----- RECORDS SUPPLIED -----

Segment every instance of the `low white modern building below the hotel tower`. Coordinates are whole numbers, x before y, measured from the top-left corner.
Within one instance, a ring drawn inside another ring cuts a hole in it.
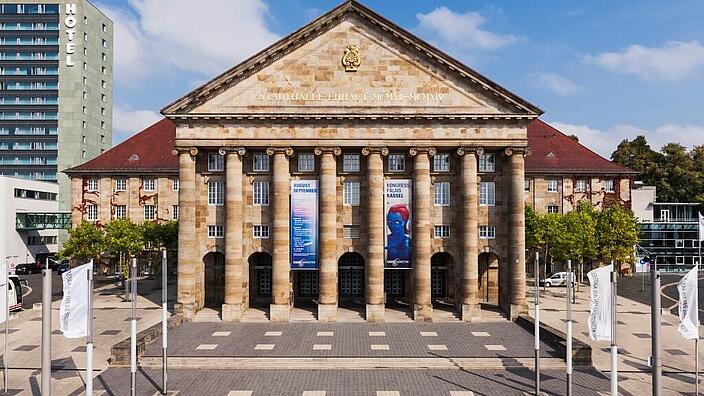
[[[38,213],[55,213],[58,208],[56,183],[0,176],[0,207],[0,258],[10,268],[37,260],[44,263],[56,253],[58,231],[35,226]],[[30,213],[34,217],[27,219]]]

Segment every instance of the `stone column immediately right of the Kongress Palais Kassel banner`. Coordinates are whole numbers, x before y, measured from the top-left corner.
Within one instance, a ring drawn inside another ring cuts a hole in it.
[[[413,251],[413,319],[416,321],[433,320],[433,304],[430,296],[430,157],[435,149],[429,147],[411,148],[413,161],[413,210],[411,230]]]

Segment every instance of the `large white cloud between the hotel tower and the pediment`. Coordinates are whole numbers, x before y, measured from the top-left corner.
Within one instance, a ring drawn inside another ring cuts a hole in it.
[[[115,77],[125,81],[174,69],[211,77],[278,39],[263,0],[130,0],[101,6],[115,24]]]

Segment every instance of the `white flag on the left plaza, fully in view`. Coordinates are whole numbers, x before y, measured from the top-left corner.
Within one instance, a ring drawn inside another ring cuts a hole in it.
[[[66,338],[85,337],[88,327],[88,271],[93,260],[61,275],[64,298],[59,308],[59,329]]]

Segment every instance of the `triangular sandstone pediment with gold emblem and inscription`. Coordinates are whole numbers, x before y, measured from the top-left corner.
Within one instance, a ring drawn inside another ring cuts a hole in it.
[[[162,112],[529,117],[541,113],[355,1],[338,6]]]

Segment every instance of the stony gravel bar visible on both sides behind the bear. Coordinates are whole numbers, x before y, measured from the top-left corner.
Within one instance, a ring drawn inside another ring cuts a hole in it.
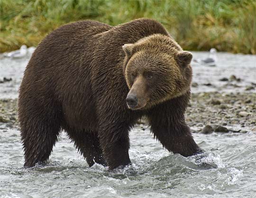
[[[18,128],[17,102],[0,100],[1,128]],[[186,120],[192,132],[256,132],[256,93],[192,94]]]

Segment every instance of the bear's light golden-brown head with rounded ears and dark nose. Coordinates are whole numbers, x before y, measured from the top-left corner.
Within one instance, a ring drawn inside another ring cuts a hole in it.
[[[172,37],[153,34],[122,48],[128,108],[150,109],[190,91],[192,53],[183,51]]]

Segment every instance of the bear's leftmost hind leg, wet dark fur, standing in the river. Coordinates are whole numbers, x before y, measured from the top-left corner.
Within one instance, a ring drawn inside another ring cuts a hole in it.
[[[58,120],[48,115],[34,116],[21,121],[21,139],[23,142],[25,167],[46,163],[51,155],[60,133]]]

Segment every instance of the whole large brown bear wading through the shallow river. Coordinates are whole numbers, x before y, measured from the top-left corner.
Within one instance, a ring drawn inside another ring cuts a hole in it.
[[[151,19],[56,29],[33,53],[19,90],[24,166],[45,163],[61,130],[89,166],[130,164],[128,133],[142,116],[168,151],[196,154],[184,119],[191,59]]]

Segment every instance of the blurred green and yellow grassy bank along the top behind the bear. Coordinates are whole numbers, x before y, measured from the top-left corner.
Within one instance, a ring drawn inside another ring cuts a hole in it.
[[[255,0],[0,0],[0,52],[36,46],[69,22],[139,17],[163,23],[186,50],[256,54]]]

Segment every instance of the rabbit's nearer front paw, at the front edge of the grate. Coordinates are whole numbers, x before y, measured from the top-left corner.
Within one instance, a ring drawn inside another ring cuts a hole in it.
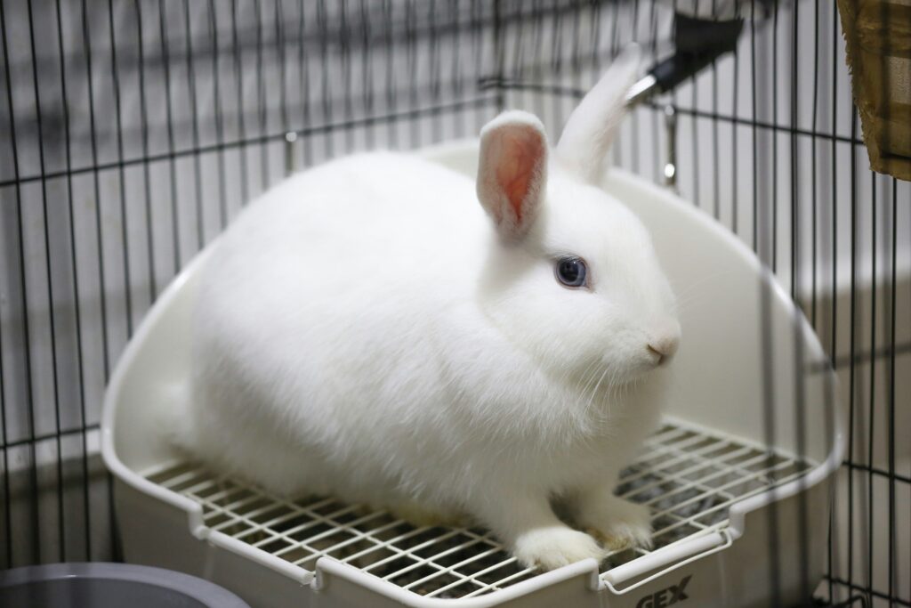
[[[541,570],[554,570],[589,557],[601,561],[602,550],[595,539],[566,527],[539,528],[527,531],[516,540],[519,562]]]

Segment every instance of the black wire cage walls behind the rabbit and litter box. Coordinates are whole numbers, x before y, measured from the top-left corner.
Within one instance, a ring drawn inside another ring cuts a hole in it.
[[[502,108],[559,129],[628,43],[673,48],[678,8],[0,2],[0,568],[119,558],[108,376],[247,201],[353,150],[475,136]],[[868,169],[835,3],[735,10],[732,52],[631,111],[614,160],[662,183],[672,163],[803,307],[848,435],[816,596],[909,606],[911,187]]]

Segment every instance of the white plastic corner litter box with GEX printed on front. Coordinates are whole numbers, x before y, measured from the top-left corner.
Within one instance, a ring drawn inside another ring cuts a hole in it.
[[[476,148],[422,153],[474,177]],[[209,248],[152,307],[108,387],[102,452],[127,561],[200,576],[270,608],[805,600],[824,572],[828,480],[843,450],[827,358],[790,298],[720,224],[620,170],[604,187],[649,227],[681,302],[670,409],[618,488],[650,505],[650,551],[537,573],[484,530],[415,528],[326,497],[280,500],[182,460],[155,410],[188,377],[190,311]]]

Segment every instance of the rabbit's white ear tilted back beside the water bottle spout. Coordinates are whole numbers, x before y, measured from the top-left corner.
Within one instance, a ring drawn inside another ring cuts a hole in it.
[[[561,164],[582,180],[599,184],[610,144],[626,114],[626,96],[639,72],[640,51],[630,46],[582,98],[557,144]]]

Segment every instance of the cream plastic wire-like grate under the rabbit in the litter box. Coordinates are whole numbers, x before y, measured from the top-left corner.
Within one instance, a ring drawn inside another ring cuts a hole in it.
[[[784,483],[814,466],[757,446],[666,423],[620,479],[617,493],[650,506],[654,549],[717,531],[733,502]],[[465,598],[534,576],[487,531],[416,528],[385,511],[338,500],[288,501],[191,463],[147,474],[200,502],[210,529],[312,571],[329,555],[427,597]],[[605,571],[648,553],[617,551]]]

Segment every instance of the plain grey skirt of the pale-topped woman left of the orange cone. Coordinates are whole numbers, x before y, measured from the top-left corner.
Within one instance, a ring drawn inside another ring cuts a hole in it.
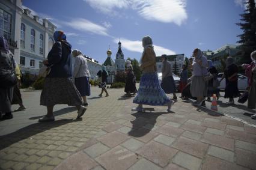
[[[207,82],[204,81],[203,76],[193,76],[190,92],[193,97],[207,95]]]

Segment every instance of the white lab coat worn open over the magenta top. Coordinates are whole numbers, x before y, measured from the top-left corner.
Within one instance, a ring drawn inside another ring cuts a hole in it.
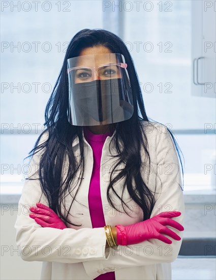
[[[143,124],[147,122],[143,122]],[[172,219],[184,226],[184,200],[180,186],[181,175],[180,165],[176,150],[172,143],[168,130],[164,125],[150,122],[146,135],[149,144],[149,154],[151,159],[151,172],[149,181],[145,183],[148,188],[155,190],[157,202],[152,210],[151,216],[164,211],[180,211],[181,215]],[[47,137],[47,135],[46,135]],[[101,168],[100,168],[100,188],[106,225],[132,225],[142,221],[143,213],[135,202],[130,200],[127,188],[124,193],[124,201],[127,202],[131,211],[126,211],[131,215],[119,213],[112,208],[106,198],[106,189],[109,182],[109,173],[112,169],[113,158],[109,157],[108,136],[103,146]],[[44,137],[41,138],[40,143]],[[76,137],[73,143],[75,155],[79,153],[79,139]],[[111,149],[113,154],[113,149]],[[84,139],[85,173],[82,184],[78,191],[76,200],[70,209],[70,220],[81,227],[67,225],[67,229],[59,230],[53,228],[42,228],[38,223],[30,218],[28,208],[36,206],[41,197],[41,187],[39,180],[26,180],[19,200],[20,213],[17,215],[15,223],[16,243],[20,247],[21,258],[25,261],[42,261],[41,279],[94,279],[106,272],[115,272],[115,279],[171,279],[171,262],[178,256],[183,232],[167,226],[181,237],[172,244],[167,244],[158,239],[149,239],[138,244],[107,248],[104,228],[94,228],[91,226],[91,219],[88,210],[88,188],[93,167],[93,155],[90,145]],[[141,150],[142,158],[144,152]],[[39,156],[34,156],[31,166],[39,163]],[[39,166],[39,165],[37,165]],[[67,170],[67,158],[65,159],[65,171]],[[122,166],[121,166],[122,167]],[[119,169],[121,168],[119,167]],[[36,170],[36,169],[34,169]],[[157,171],[156,173],[153,171]],[[30,173],[31,174],[31,173]],[[142,170],[143,178],[146,178],[147,170]],[[64,176],[64,174],[63,174]],[[161,180],[161,181],[160,181]],[[121,188],[124,180],[118,182],[115,190],[121,195]],[[72,182],[73,189],[74,183]],[[161,188],[162,186],[162,188]],[[76,189],[75,189],[76,190]],[[161,192],[161,194],[160,194]],[[74,193],[74,192],[73,192]],[[116,197],[114,197],[116,198]],[[71,197],[68,195],[65,205],[71,205]],[[48,206],[44,194],[41,203]],[[84,204],[87,207],[82,206]],[[115,200],[118,209],[124,211],[121,202]],[[69,209],[69,208],[67,208]]]

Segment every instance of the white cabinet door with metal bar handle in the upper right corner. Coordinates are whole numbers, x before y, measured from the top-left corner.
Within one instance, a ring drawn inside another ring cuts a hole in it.
[[[192,1],[192,95],[216,97],[216,1]]]

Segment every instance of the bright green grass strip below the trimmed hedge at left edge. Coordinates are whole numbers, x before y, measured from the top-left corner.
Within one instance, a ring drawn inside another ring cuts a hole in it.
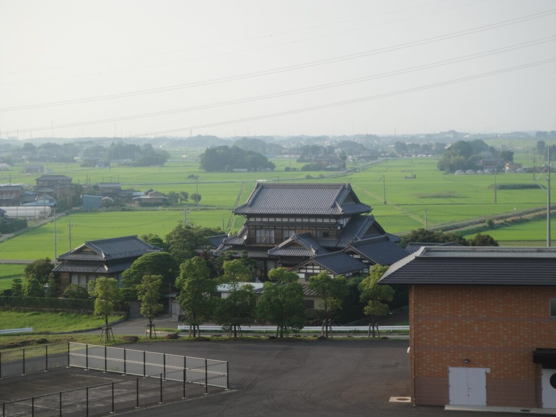
[[[112,316],[110,321],[121,319],[122,316]],[[34,333],[77,331],[94,329],[104,324],[103,319],[87,314],[73,314],[66,312],[20,312],[0,311],[2,329],[22,329],[33,327]]]

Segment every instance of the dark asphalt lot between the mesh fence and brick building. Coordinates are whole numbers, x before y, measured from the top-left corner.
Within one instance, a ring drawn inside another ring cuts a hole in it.
[[[468,414],[444,411],[443,407],[390,402],[391,397],[409,396],[407,341],[261,339],[142,342],[131,346],[139,350],[225,360],[229,362],[230,373],[229,391],[125,412],[134,416]],[[58,381],[63,379],[63,371],[60,372]],[[75,375],[84,371],[70,369],[67,372]],[[0,389],[4,391],[5,384],[24,384],[25,395],[29,396],[34,390],[33,384],[42,385],[44,389],[40,378],[47,374],[6,378],[0,381]],[[110,378],[107,374],[105,377]]]

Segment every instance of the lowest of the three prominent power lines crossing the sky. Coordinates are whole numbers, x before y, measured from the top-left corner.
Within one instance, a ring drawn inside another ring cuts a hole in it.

-----

# [WHAT YOU SHOULD DO]
Read through the entries and copy each line in which "behind" appears.

# [ANSWER BOX]
Segment every instance of the stony gravel bar visible on both sides behind the bear. Coordinates are whole numbers, x before y, measured from the top-left corner.
Segment every instance of the blurred green and yellow grassy bank along the top behind the bear. Coordinates are whole numbers, x before y, measured from the top-left corner.
Segment every instance of the black wire cage walls behind the rabbit and litter box. Coordinates are whole numbers, x before y, measured from the top-left corner.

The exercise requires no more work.